** Start of MATERIAL SUPPLIED **

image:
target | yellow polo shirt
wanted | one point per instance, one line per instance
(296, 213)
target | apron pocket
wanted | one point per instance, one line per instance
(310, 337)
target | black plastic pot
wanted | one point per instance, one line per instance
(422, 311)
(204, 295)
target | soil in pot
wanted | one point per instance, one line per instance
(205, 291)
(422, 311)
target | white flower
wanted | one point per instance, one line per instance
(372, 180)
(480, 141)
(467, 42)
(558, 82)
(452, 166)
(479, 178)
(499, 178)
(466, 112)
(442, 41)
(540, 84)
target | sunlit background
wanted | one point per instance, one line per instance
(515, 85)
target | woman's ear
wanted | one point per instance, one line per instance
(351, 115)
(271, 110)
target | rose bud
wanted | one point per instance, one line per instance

** End of MATERIAL SUPPLIED **
** Start of MATERIAL SUPPLIED **

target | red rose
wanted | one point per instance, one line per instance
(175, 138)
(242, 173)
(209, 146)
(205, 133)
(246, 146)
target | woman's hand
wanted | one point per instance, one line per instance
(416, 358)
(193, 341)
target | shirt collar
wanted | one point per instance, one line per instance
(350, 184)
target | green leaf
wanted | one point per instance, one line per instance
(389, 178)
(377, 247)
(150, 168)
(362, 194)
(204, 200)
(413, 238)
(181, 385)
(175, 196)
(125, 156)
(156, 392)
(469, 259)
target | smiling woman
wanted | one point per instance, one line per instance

** End of MATERIAL SUPPLIED **
** Start of MATERIAL SUPPLIED **

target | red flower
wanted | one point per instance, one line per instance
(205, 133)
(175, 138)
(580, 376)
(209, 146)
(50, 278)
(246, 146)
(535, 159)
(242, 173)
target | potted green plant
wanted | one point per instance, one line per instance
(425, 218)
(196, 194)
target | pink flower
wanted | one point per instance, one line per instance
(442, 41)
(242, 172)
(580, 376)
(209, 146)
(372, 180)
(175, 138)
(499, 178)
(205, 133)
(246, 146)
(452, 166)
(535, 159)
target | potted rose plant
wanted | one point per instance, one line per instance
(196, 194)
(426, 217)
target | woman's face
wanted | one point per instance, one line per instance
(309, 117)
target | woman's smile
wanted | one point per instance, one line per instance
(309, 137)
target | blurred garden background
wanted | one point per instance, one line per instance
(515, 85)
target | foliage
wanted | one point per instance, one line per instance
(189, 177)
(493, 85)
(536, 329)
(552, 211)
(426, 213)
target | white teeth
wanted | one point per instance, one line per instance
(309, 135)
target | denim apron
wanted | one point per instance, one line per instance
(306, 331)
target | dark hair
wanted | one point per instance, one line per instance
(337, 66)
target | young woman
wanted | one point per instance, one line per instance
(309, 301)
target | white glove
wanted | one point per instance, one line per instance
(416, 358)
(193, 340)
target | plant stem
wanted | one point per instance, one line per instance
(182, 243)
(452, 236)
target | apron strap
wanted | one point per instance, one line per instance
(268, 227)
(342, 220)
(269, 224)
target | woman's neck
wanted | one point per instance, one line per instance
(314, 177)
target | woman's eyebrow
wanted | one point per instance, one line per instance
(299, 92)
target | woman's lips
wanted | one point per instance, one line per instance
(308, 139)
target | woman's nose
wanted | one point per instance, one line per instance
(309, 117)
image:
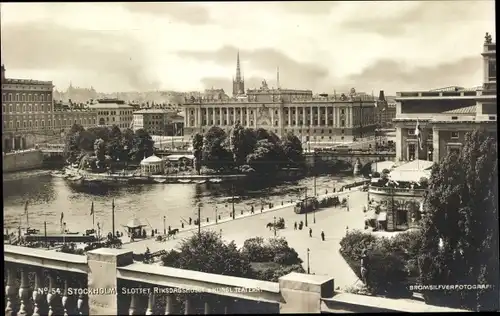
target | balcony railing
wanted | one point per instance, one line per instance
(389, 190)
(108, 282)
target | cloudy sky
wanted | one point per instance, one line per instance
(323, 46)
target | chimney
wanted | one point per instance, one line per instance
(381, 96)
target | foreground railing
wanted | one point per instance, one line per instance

** End of MATERIAL SUPPLIED **

* TASK TO COMPLETE: Extract every line of the data that contains the word "shirt".

* THE COMPLETED TASK:
target | yellow polo shirt
target | shirt collar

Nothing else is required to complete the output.